→ Exercise objective
Rescale the entries from the line containing "Can you see the window frame?" through the end of the saved data entries, inclusive, and write out those lines again with their requests, multiplying every point coordinate in the answers by 0.6 and rounding to whole numbers, with halves rounded up. Leave all other numbers unchanged.

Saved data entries
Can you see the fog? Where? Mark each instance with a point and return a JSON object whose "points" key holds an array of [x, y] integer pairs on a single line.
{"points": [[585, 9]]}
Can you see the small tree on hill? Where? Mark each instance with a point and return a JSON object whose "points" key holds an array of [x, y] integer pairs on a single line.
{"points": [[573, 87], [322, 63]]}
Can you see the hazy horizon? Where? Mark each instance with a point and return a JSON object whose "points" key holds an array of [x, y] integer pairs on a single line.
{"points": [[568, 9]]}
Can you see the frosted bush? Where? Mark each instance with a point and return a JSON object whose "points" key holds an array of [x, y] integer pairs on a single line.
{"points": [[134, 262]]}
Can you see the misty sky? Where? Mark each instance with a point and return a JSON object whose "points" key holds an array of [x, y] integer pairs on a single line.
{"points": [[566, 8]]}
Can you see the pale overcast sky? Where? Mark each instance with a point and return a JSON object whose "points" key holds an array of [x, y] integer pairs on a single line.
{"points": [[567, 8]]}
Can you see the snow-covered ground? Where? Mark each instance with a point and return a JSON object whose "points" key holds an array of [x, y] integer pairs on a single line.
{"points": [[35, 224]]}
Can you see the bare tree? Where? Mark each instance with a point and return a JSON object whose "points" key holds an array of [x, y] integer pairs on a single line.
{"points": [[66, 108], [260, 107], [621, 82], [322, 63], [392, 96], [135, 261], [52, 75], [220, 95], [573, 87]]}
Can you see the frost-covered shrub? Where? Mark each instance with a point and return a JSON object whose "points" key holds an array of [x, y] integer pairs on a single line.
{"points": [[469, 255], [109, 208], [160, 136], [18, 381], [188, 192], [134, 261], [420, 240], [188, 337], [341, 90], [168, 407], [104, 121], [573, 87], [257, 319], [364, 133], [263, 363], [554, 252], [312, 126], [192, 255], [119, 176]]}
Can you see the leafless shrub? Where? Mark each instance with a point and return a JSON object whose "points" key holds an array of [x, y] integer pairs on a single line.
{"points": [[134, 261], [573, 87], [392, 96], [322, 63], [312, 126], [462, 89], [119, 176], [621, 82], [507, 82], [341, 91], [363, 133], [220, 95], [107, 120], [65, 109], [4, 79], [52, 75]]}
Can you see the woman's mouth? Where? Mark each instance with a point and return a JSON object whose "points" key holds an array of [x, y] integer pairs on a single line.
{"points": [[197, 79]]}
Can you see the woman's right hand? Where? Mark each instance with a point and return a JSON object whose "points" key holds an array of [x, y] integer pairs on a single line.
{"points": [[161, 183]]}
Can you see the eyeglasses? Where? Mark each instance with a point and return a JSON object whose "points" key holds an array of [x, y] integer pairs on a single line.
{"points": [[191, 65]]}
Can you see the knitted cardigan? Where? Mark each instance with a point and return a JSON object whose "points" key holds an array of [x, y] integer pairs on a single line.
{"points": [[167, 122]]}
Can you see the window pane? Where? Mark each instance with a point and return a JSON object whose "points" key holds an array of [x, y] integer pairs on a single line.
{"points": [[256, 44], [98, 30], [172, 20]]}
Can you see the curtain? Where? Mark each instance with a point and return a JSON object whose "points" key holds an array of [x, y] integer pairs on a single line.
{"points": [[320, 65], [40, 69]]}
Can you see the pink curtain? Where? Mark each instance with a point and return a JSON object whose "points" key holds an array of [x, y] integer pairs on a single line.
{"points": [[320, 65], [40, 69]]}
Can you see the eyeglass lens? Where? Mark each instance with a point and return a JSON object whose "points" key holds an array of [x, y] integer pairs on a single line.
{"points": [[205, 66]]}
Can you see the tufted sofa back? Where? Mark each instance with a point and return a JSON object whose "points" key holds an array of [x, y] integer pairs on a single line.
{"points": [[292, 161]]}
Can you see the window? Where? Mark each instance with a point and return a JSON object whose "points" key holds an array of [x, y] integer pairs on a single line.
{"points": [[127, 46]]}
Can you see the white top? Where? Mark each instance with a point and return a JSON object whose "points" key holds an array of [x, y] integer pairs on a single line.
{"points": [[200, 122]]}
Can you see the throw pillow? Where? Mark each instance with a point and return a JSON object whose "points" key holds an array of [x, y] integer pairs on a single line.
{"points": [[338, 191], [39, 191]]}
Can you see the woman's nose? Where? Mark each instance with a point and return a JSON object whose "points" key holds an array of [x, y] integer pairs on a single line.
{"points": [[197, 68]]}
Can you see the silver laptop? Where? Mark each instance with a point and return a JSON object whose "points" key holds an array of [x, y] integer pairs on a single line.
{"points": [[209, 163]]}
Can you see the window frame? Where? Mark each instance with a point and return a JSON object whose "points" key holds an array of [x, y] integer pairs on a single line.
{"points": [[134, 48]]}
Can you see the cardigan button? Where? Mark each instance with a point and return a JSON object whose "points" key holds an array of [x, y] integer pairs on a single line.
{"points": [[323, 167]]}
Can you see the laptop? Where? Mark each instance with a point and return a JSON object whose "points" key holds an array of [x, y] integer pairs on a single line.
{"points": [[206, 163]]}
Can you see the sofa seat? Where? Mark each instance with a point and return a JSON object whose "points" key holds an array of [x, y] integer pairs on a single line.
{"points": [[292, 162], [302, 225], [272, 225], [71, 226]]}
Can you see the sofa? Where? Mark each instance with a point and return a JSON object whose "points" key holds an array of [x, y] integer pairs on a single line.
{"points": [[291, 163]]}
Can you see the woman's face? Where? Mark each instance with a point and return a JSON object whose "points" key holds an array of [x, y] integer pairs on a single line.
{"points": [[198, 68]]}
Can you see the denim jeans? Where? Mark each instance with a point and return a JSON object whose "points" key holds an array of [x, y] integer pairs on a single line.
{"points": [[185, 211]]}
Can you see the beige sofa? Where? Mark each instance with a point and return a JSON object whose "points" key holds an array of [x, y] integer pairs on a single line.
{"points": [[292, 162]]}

→ Response to this exercise
Can you see the window frame? Where? Mark each instance with a point and return a JSON object whose "points" key holds an array of [x, y] integer pairs on a single line.
{"points": [[80, 29]]}
Can you see the cardigan button? Where? Mark each instance with a point and return a JSON object whose "points" key holds an array of [x, y] integer pairs on a single line.
{"points": [[194, 100]]}
Can you see the laptop? Where? Mark each instance with a point and return a JSON object whose "points" key holds an array of [x, y] integer pairs on a single line.
{"points": [[124, 98]]}
Can you see the sofa seat? Where? Mark each instance with a point and return a JSON object whose "points" key holds an array of [x, y] integer pairs on a single line.
{"points": [[175, 97], [181, 135], [163, 135], [43, 136]]}
Can you see the sofa? Where? Mark each instance with a point and return a JSON object whose "points" key holds an array of [x, y] integer pairs on a single line.
{"points": [[175, 98]]}
Can you see the woman's face? Where? Mark each instance with a point and return a JSON object whose "points" key holds an array of [x, y] integer pairs on a single line.
{"points": [[119, 41]]}
Can you see the denim jeans? Where? Mark each instance with a point and return a JSON object whose "points" key holds an array of [x, y] integer pairs on a single line.
{"points": [[111, 127]]}
Can you see the beige sofa? Where? Mark each instance with a point and return a JSON object whose "points" key holds an array of [x, y] integer pairs on a single line.
{"points": [[175, 97]]}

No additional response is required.